[Pacemaker] pacemaker fails to start drbd using ocf:linbit:drbd

Thu Jul 1 16:03:18 UTC 2010

Hi Bart,
.
Just some more thoughts:

Are you sure that drbd was really stopped? 
Does this error also happen after a clean restart (without drbd starting 
at runlevel), i.e. "lsmod | grep drbd"  without results?
How long does it take if you setup drbd (attach,syncer,connect,primary) 
manually? 
What happens when you start openais on only one node?

The syncer rate seems a bit high to me (
http://www.drbd.org/users-guide/s-configure-syncer-rate.html#eq-syncer-rate-example1
), but that should not be the problem.

HTH,
Martin

"Bart Willems" <bart at atipa.com> wrote on 01.07.2010 16:42:26:

> [image removed] 
> 
> Re: [Pacemaker] pacemaker fails to start drbd using ocf:linbit:drbd
> 
> Bart Willems 
> 
> to:
> 
> 'The Pacemaker cluster resource manager'
> 
> 01.07.2010 16:46
> 
> Please respond to bart, The Pacemaker cluster resource manager 
> 
> Hi Martin,
> 
> No luck I 'm afraid. I first added a start-delay to the monitor 
operations,
> and when that didn't work I also added a start-delay to the start 
operation:
> 
> primitive drbd-storage ocf:linbit:drbd \
>         params drbd_resource="r0" \
>         op monitor interval="10" role="Master" timeout="60" 
start-delay="1m"

===

- Instruction 1:
In the Pacemaker thread, what did Bart add a start-delay to first?
- Instruction 2:
Extend the Pacemaker thread past its final line.

A run of records

===

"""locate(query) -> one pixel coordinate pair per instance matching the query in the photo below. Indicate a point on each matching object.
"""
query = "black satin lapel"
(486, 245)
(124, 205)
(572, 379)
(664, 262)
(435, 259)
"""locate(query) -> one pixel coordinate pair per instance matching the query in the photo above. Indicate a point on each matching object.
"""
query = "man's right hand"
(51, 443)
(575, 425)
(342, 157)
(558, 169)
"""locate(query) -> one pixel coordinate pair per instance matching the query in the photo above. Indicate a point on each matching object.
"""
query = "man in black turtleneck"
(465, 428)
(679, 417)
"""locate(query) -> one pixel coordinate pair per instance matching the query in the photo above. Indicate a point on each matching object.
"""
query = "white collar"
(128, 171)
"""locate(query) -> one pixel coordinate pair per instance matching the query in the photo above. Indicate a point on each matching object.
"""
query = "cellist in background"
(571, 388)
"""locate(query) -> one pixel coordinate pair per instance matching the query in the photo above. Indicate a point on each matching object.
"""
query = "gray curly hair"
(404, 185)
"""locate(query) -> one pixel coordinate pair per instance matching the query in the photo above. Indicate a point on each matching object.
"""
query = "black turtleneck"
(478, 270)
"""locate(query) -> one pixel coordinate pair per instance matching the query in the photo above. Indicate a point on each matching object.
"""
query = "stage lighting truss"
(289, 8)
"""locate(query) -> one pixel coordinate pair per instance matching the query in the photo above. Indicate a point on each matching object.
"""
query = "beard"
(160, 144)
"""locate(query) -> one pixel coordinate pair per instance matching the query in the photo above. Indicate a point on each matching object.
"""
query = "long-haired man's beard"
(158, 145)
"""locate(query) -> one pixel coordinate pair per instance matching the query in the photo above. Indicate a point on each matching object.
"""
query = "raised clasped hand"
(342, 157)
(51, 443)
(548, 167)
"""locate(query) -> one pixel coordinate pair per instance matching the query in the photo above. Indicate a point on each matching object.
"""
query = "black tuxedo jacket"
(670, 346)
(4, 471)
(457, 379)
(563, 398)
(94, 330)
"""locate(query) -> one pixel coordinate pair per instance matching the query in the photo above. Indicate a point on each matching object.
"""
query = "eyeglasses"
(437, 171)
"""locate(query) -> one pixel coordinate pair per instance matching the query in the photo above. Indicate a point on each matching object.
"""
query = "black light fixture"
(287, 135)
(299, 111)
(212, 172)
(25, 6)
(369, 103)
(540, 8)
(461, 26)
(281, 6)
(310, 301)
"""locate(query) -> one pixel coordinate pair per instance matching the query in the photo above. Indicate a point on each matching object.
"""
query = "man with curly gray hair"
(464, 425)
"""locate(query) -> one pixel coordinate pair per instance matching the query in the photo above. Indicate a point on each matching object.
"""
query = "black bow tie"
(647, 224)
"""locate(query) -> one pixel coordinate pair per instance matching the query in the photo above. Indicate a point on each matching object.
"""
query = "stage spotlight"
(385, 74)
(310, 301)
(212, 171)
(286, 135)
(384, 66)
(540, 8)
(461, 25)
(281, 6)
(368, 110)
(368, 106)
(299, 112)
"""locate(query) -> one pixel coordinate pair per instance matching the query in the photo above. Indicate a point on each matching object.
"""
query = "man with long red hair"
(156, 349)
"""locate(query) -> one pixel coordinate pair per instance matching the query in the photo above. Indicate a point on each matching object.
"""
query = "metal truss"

===

- Answer 1:
The monitor operations.

- Answer 2:
> \
>         op start interval="0" timeout="240s" start-delay="1m" \
>         op stop interval="0" timeout="100s" \
>         op monitor interval="20" role="Slave" timeout="60" 
start-delay="1m"
> 
> Thanks,
> Bart
> 
> -----Original Message-----
> From: martin.braun at icw.de [mailto:martin.braun at icw.de] 
> Sent: Thursday, July 01, 2010 3:37
> To: bart at atipa.com; The Pacemaker cluster resource manager
> Subject: Re: [Pacemaker] pacemaker fails to start drbd using 
ocf:linbit:drbd
> 
> Hi Bart,
> 
> my guess is that you did  forget the start-delay attribute for the 
monitor 
> operations, that's why you see the time-out error message.
> 
> Here is an example:
> 
> 
>         op monitor interval="20" role="Slave" timeout="20" 
> start-delay="1m" \
>         op monitor interval="10" role="Master" timeout="20" 
> start-delay="1m" \
>         op start interval="0" timeout="240s" \
>         op stop interval="0" timeout="100s" \
>         params drbd_resource="r0" drbdconf="/usr/local/etc/drbd.conf"
> 
> HTH,
> Martin
> 
> 
> 
> "Bart Willems" <bart at atipa.com> wrote on 30.06.2010 21:57:35:
> 
> > [image removed] 
> > 
> > [Pacemaker] pacemaker fails to start drbd using ocf:linbit:drbd
> > 
> > Bart Willems 
> > 
> > to:
> > 
> > pacemaker
> > 
> > 30.06.2010 21:56
> > 
> > [image removed] 
> > 
> > From:
> > 
> > "Bart Willems" <bart at atipa.com>
> > 
> > To:
> > 
> > <pacemaker at oss.clusterlabs.org>
> > 
> > Please respond to bart at atipa.com, The Pacemaker cluster resource 
> > manager <pacemaker at oss.clusterlabs.org>
> > 
> > Hi All,
> > 
> > I am setting SLES11 SP1 HA on 2 nodes and have configures a 
master/slave
> > drbd resource. I can start drbd, promote/demote hosts. mount/use the 
> file
> > system from the command line, but pacemaker fails to properly start up 

> the
> > drdb service. The 2 nodes are named storm (master) and storm-b 
(slave).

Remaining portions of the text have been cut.